**SUPPLIED PASSAGE:**
_ _ _

It’s an urgent situation, because Professor Goffman’s book shows clearly that the microeconomics of a life on the run are grim indeed.
This is the closing paragraph of Tyler Cowen’s excellent piece, “The Financial Hazards of a Fugitive Life,” New York Times, June 1, 2014 (print). Tyler’s article is a review of Alice Goffman, On the Run: Fugitive Life in an American City.
Although, as Tyler notes, Goffman doesn’t highlight the drug war, Tyler does:
The book can be read as an indictment of the war on drugs, though Professor Goffman doesn’t stress this implication. People who run afoul of drug laws face economic burdens and losses of liberty that are extremely destructive and go well beyond the risk of a prison sentence. The author refers to the American ghetto as “one of the last repressive regimes of the age.” Current drug laws have helped to create and maintain these social structures without appearing to have done much to limit substance abuse.
An excerpt from Goffman’s piece, “The Fugitive Life,” in the New York Times the same day:
A few weeks after Eddie turned 14, an officer stopped him outside the corner store, patted him down and found a nickel bag of crack in the lining of his jeans. When the officer reached for his handcuffs, Eddie fled, losing the officer in the alleyways. In the escape, Eddie scaled a fence and landed badly. He walked into his grandmother’s house panting and clutching his right forearm, the bone exposed. I had been sitting with his grandmother that afternoon and saw Eddie come through the door.

_ _ _

**INFORMATION:**
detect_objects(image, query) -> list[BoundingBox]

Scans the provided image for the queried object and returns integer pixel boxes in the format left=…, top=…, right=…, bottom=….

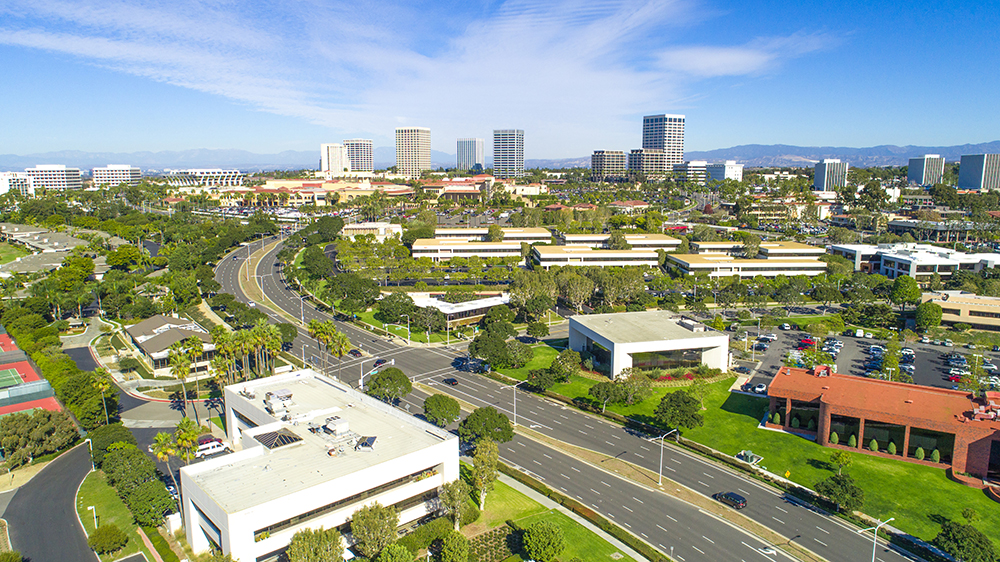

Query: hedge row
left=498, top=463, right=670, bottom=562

_ _ _

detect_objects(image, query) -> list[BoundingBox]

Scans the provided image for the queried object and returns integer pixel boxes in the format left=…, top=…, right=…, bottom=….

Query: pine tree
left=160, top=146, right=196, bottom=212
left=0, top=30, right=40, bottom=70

_ _ _

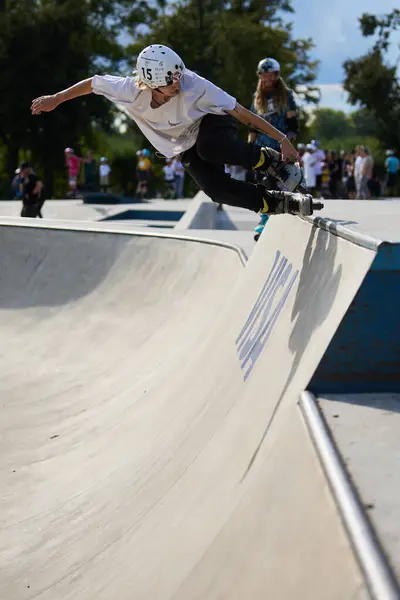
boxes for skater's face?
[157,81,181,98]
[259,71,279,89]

_ _ _

**TASK REQUIREMENTS:**
1) Pull out everything in the passage about life on the run from "This is the" down to "an American City.".
2) Do these statements agree with the passage about life on the run? Answer yes or no for each, and quote the words that decide it.
(a) Tyler Cowen's review ran in the New York Times on June 1, 2014.
(b) Goffman stresses that her book implicates the war on drugs.
(c) Eddie was 16 when the officer stopped him outside the corner store.

**ANSWERS BY TASK:**
1)
This is the closing paragraph of Tyler Cowen’s excellent piece, “The Financial Hazards of a Fugitive Life,” New York Times, June 1, 2014 (print). Tyler’s article is a review of Alice Goffman, On the Run: Fugitive Life in an American City.

2)
(a) Yes: "New York Times, June 1, 2014 (print)"
(b) No: "though Professor Goffman doesn’t stress this implication"
(c) No: "A few weeks after Eddie turned 14"